**JOB**.
Convert the stretch of the listing from the line containing "For the evaluation set, point out every instance of the white" through the line containing "point(122, 122)", both ends included, into a Markdown table with a column "No." for the row number and a column "Text" for the line, leaving out any blank lines.

**THE DATA**.
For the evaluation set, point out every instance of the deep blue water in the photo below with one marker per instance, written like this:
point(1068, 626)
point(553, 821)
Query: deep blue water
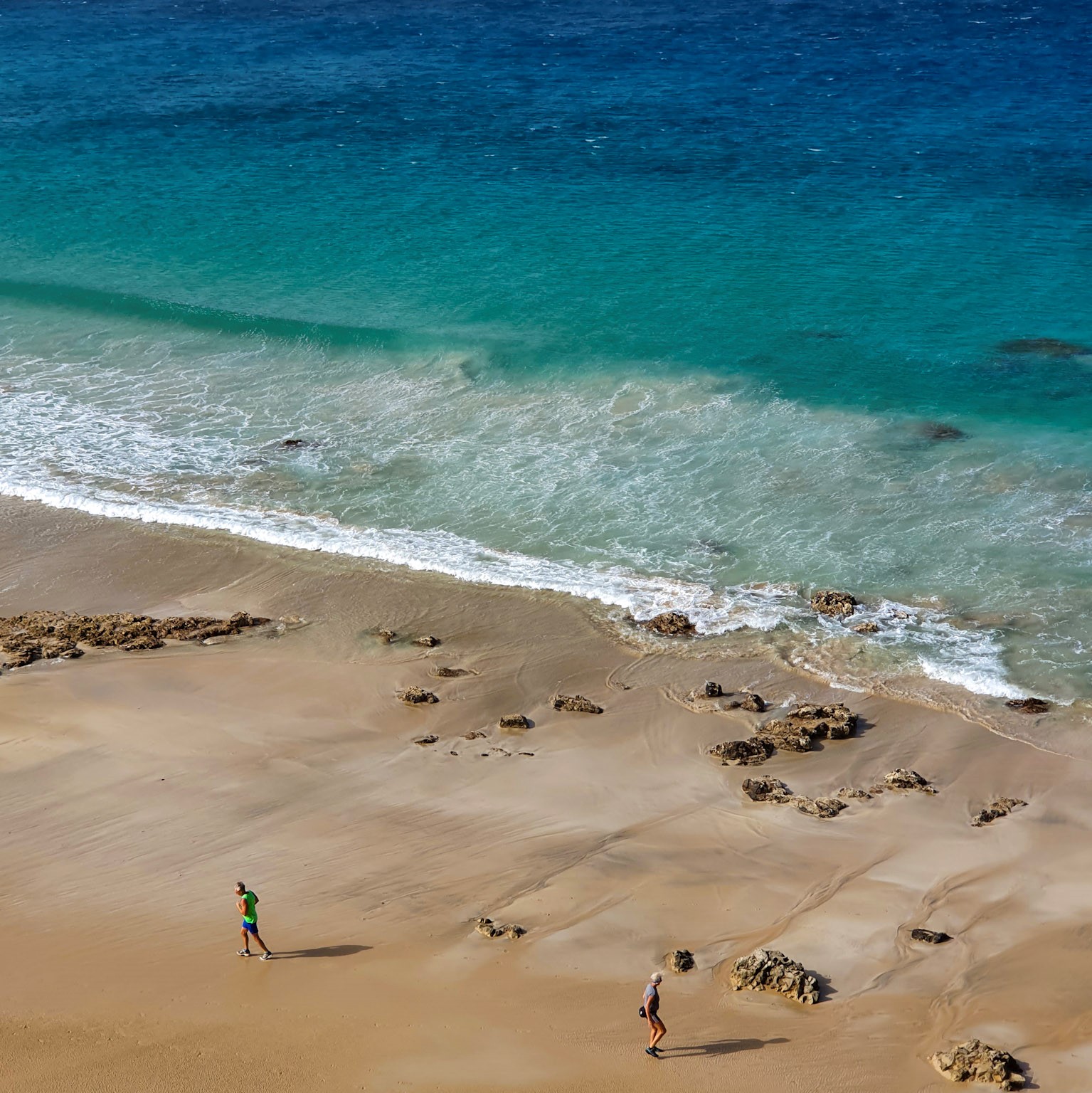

==

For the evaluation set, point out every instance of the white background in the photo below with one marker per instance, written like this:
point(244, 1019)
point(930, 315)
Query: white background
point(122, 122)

**TASK OUTPUT**.
| No. | Text |
|---|---|
| 1 | For the evaluation set, point out every instance of the white background in the photo below with one marker per instance, written like this: |
| 2 | point(244, 1019) |
| 3 | point(930, 315) |
| 4 | Query: white background |
| 5 | point(122, 122) |